Kutipan Teks:
-----

Mode Gelap
Image
Senin, 20 Januari 2025
Logo

WNA Tiongkok Dituntut 1 Tahun Penjara atas Hilangnya Dua Nyawa Kakak-Beradik yang Perjuangkan Nasib Orang Tuanya

WNA Tiongkok Dituntut 1 Tahun Penjara atas Hilangnya Dua Nyawa Kakak-Beradik yang Perjuangkan Nasib Orang Tuanya
Huang Renyi, WNA Tiongkok mengenakan kemeja warna putih saat menjapani sidang dengan agenda pembacaan surat tuntutan di PN Surabaya.

SURABAYA (BM) - Ruang sidang di Pengadilan Negeri Surabaya, Rabu (4/12/2024) terasa penuh dengan rasa emosional. Di tersebut, Huang Renyi, Warga Negara Asing (WNA) asal Tiongkok yang menjadi terdakwa kasus kecelakaan yang menewaskan kakak-beradik terlihat duduk dengan tenang di kursi pesakitan.

Di balik ketenangannya, Huang Renyi ternyata dituntut 1 tahun penjara. Artinya, sebagai terdakwa, Huang Renyi diminta “membayar” dua nyawa kakak-beradik yakni Dionisia Mbelong (24) dan Kristiani Kasi (20) dengan hukuman 1 tahun penjara.

-----

Butir Tugas A: Ringkaslah paragraf yang diawali "Di balik ketenangannya" dalam berita sidang Huang Renyi menjadi satu kalimat. Semua fakta utamanya harus tetap ada.
Butir Tugas B: Teruskan berita sidang Huang Renyi, mulai dari kalimat terakhir yang tampak.
Daftar di bawah ini tidak dibutuhkan.

Entri Data Tersimpan:
-----

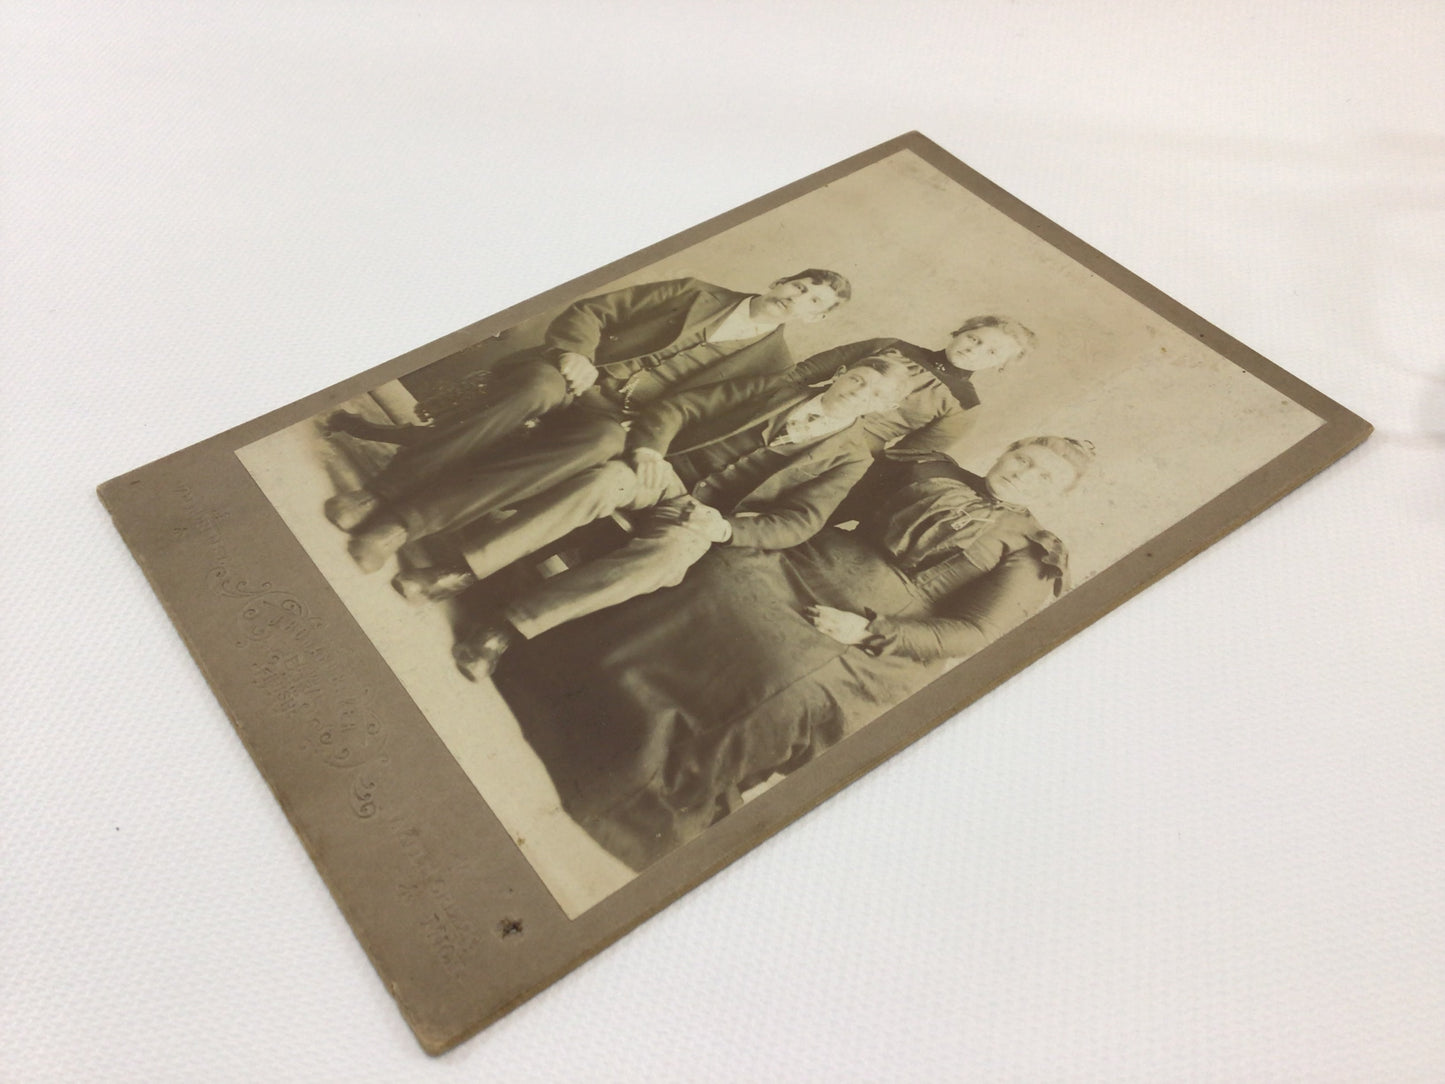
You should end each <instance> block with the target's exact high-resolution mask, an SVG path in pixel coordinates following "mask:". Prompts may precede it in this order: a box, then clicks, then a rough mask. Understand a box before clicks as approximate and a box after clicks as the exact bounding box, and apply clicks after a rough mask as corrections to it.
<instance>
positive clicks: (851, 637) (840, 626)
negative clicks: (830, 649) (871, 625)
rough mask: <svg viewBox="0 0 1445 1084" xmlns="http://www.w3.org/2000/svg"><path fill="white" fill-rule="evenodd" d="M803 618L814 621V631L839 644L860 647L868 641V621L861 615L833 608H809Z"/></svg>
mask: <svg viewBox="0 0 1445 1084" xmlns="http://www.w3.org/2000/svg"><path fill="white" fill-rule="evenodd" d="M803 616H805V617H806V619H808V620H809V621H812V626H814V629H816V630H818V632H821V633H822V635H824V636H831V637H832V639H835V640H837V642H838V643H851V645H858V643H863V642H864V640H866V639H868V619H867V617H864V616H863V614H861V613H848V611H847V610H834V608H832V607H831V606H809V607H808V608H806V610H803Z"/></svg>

-----

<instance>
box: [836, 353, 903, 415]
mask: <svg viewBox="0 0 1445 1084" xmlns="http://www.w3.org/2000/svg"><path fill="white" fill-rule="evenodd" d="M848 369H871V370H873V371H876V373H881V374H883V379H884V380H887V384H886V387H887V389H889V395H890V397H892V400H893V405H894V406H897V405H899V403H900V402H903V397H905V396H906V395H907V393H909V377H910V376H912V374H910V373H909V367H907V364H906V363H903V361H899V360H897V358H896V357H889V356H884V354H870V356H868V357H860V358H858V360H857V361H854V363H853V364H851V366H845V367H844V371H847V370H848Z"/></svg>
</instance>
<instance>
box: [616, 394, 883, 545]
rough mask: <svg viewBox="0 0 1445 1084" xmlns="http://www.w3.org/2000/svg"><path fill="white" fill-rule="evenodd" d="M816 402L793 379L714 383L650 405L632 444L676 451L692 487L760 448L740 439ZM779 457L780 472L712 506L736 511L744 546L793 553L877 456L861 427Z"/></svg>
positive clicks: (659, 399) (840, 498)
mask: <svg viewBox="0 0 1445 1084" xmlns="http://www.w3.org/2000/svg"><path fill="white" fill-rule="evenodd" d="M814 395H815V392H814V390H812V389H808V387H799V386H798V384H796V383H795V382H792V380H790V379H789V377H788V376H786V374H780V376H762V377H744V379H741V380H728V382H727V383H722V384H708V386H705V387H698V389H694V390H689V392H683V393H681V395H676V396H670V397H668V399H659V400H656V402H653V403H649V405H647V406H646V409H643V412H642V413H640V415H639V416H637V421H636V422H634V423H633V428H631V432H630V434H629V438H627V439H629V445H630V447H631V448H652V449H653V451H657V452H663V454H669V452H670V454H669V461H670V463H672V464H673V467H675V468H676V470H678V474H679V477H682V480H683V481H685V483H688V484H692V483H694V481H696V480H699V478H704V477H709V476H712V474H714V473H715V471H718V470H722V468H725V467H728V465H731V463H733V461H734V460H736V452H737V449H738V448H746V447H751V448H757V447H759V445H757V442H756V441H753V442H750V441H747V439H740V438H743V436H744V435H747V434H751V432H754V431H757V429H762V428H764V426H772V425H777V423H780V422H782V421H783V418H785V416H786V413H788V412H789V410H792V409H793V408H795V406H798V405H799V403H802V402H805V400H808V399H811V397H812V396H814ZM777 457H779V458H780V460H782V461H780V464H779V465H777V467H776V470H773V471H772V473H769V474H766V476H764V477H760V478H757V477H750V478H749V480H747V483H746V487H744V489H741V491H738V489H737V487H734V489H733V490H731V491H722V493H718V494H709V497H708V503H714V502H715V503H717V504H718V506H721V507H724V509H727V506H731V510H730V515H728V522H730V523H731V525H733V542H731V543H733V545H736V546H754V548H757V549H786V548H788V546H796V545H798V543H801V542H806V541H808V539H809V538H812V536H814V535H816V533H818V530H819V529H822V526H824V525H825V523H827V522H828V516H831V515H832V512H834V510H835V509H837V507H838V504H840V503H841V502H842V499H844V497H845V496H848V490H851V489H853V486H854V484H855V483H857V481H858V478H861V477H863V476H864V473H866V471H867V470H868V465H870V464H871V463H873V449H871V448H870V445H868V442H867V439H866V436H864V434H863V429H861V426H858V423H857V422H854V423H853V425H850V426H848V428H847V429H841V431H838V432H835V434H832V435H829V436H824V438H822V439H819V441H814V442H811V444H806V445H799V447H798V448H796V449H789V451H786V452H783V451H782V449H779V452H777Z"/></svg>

-----

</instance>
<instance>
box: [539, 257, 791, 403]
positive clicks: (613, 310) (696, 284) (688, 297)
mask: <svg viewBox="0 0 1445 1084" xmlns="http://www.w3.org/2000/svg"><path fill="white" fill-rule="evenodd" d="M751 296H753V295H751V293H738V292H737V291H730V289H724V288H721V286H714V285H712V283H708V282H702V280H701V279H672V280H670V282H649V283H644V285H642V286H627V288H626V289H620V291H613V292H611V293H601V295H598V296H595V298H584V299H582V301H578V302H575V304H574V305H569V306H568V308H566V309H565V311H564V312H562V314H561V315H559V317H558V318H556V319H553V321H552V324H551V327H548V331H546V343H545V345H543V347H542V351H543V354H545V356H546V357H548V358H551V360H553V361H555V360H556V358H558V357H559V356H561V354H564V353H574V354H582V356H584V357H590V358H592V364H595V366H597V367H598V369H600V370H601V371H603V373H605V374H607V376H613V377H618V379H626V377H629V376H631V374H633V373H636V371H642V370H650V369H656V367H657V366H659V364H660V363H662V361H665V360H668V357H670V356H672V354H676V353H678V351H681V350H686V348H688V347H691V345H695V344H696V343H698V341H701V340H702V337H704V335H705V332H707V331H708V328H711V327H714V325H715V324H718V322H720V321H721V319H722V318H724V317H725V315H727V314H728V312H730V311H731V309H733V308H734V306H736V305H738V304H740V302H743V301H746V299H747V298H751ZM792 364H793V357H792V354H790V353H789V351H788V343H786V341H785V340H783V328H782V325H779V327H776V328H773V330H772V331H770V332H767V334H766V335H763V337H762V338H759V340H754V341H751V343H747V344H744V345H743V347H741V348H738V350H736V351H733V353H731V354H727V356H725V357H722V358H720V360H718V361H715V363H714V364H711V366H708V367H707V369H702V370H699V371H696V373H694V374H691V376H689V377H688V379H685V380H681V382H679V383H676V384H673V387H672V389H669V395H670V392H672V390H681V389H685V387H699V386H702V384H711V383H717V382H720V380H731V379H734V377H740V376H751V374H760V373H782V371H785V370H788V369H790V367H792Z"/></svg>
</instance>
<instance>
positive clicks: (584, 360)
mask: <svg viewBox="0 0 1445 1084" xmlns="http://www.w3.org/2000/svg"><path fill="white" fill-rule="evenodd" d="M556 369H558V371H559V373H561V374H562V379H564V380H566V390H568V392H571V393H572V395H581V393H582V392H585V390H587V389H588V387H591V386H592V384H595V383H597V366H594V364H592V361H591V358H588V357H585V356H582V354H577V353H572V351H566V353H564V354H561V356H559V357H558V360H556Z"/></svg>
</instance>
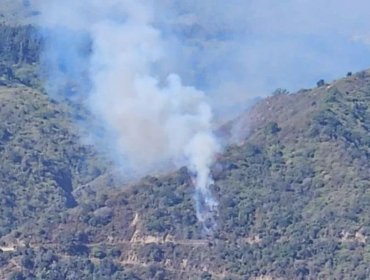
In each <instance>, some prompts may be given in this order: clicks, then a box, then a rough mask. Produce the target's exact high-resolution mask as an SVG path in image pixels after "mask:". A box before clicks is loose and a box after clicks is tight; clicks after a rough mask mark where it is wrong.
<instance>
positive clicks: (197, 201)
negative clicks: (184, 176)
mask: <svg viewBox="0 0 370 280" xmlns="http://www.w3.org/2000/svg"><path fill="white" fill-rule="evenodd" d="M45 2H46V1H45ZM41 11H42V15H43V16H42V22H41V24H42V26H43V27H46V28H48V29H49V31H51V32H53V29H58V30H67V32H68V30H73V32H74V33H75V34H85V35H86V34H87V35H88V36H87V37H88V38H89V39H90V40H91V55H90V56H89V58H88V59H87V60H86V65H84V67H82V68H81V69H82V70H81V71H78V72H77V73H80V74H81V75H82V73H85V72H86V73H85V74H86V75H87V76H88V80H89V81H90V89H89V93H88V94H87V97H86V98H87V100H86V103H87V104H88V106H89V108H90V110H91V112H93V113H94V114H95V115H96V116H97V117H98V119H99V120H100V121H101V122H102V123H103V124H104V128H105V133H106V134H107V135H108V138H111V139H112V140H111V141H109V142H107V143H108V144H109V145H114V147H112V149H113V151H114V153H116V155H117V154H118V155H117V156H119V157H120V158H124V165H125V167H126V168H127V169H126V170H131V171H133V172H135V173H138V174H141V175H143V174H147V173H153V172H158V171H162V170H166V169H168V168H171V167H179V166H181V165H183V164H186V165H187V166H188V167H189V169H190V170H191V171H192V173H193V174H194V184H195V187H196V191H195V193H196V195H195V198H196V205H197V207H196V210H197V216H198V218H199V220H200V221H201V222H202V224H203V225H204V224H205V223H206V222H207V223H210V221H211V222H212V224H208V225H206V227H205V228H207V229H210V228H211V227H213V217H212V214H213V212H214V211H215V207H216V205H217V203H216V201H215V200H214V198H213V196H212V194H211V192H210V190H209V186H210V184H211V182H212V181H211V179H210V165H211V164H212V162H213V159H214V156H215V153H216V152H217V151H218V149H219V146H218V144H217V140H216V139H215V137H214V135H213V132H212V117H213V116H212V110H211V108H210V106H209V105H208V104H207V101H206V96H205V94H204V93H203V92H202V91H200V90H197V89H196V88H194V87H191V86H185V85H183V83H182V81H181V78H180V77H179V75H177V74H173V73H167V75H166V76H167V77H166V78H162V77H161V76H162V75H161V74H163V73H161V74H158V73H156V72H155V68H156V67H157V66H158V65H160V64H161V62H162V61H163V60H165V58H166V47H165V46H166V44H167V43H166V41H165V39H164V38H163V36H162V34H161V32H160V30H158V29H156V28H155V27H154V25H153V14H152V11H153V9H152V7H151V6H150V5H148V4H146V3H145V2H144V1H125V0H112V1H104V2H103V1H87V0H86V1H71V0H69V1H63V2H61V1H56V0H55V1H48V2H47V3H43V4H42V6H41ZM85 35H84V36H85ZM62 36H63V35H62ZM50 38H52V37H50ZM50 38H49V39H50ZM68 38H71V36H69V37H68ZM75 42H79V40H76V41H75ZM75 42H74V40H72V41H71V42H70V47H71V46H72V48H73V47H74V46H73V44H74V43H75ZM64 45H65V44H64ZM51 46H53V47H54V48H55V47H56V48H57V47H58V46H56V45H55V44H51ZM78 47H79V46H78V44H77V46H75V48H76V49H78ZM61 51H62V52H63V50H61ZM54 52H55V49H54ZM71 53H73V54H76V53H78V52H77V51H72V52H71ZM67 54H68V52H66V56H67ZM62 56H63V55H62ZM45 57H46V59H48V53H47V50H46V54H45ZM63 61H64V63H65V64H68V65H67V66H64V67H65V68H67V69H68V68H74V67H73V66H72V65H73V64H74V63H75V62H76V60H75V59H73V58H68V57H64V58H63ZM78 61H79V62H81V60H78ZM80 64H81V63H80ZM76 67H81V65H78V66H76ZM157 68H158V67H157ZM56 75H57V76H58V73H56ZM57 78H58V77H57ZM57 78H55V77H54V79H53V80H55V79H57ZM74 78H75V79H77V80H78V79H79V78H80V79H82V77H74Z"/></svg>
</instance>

-----

Hasil yang Diharapkan A: Huang Renyi dituntut 1 tahun penjara atas hilangnya nyawa kakak-beradik Dionisia Mbelong (24) dan Kristiani Kasi (20).

Hasil yang Diharapkan B:
Jaksa Penuntut Umum (JPU) Nurhayati, yang mengaku sedang sakit meminta izin untuk langsung membacakan inti tuntutan tanpa menyampaikan pertimbangan. Majelis hakim yang diketuai Ferdinan lantas menyetujui permintaan tersebut usai berdiskusi dengan penasihat hukum Huang Renyi.

Dalam surat tuntutannya, JPU Nurhayati dari Kejaksaan Negeri (Kejari) Surabaya ini menyatakan, Huang Renyi terbukti melanggar pasal 310 UU Nomor 22 Tahun 2009 tentang Lalu Lintas dan Angkutan Jalan. “Menuntut Terdakwa Huang Renyi dengan pidana penjara selama 1 tahun,” ujar Jaksa Nurhayati.

Selain hukuman penjara, JPU Nurhayati juga menyatakan untuk mengembalikan barang bukti berupa mobil Pajero milik Huang Renyi beserta STNK-nya. Tak hanya itu dalam tuntutannya, JPU Nurhayati juga menyatakan mengembalikan SIM milik Huang Renyi.

Huang Renyi yang tak bisa berbahasa Indonesia ini kemudian tampak sumringah dan lega usai mendengar penjelasan dari penerjemahnya mengenai tuntutan 1 tahun penjara tersebut. Huang dan tim kuasa hukumnya kemudian meminta waktu satu minggu untuk mempersiapkan nota pembelaan.

Kisah ini bermula sekitar pukul 18:41 WIB pada Minggu, 1 September 2024 di Jalan Row 30, Grand Pakuwon Surabaya. Malam yang biasanya menenangkan di komplek perumahan elit itu tiba-tiba berubah menjadi mimpi buruk bagi kakak-beradik yakni Dionisia Mbelong dan Kristiani Kasi.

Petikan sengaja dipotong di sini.